(Location annotation dataset excerpts)
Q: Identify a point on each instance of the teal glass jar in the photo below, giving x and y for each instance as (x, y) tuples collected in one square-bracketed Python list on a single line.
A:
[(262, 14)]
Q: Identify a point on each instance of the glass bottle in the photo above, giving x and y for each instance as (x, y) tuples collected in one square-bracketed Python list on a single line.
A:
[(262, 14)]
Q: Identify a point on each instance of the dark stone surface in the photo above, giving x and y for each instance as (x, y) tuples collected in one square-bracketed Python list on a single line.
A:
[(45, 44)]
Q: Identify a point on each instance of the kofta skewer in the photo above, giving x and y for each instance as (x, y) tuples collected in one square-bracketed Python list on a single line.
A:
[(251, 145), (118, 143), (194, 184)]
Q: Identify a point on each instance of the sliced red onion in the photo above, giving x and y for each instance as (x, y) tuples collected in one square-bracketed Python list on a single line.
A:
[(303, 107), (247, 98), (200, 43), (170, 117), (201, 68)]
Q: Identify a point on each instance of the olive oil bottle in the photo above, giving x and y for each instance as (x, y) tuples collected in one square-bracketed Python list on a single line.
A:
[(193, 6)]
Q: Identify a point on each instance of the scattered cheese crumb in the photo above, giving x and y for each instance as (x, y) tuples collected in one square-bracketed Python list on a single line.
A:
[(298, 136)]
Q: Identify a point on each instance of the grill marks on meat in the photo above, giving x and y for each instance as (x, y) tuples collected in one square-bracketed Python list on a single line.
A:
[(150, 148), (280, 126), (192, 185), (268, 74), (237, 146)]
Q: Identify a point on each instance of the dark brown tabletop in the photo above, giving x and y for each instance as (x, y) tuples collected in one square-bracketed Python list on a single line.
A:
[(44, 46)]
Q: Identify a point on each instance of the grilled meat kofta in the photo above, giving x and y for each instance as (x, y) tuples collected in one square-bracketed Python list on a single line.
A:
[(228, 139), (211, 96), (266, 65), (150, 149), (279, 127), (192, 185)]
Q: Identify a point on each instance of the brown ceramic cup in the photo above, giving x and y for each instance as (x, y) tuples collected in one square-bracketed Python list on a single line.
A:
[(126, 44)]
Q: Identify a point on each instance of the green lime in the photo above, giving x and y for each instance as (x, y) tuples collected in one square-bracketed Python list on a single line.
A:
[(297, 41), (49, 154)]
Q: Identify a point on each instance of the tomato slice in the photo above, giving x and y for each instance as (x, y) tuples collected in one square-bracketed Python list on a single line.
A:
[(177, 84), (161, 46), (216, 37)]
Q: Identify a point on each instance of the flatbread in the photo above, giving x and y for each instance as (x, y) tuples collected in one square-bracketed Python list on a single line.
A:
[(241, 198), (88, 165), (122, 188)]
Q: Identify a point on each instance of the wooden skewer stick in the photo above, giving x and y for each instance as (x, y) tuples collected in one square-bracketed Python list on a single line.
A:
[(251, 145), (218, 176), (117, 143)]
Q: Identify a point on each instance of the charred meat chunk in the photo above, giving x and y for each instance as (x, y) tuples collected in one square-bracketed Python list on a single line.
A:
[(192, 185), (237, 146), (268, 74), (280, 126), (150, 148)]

- _Exercise goal_
Repeat the lines from the one with "Q: Identify a point on each instance of the flatbread" through the end of the listing, substituting "pita bread" for "flatbread" and keeping everything else the same.

- _The completed task_
Q: Identify a point on each instance of the pita bread in the photo above, giving x and y for each instance as (x, y) tuples collected in one square-bracketed Python list on a single line.
A:
[(241, 198), (88, 165), (122, 188)]
Q: Identify a point on each instance of the wooden skewer stick in the photo above, giving x and y for each instance as (x, y) tuples collected in one square-bracketed Python list on a single line.
A:
[(251, 145), (218, 176), (117, 143)]
Q: Identify a point on each instance of the charred meat chunk in the photo above, giving x and y for each instance as (x, y) tuples collected in one square-bracketed Python list on a single line.
A:
[(192, 185), (237, 146), (268, 74), (280, 126), (150, 148)]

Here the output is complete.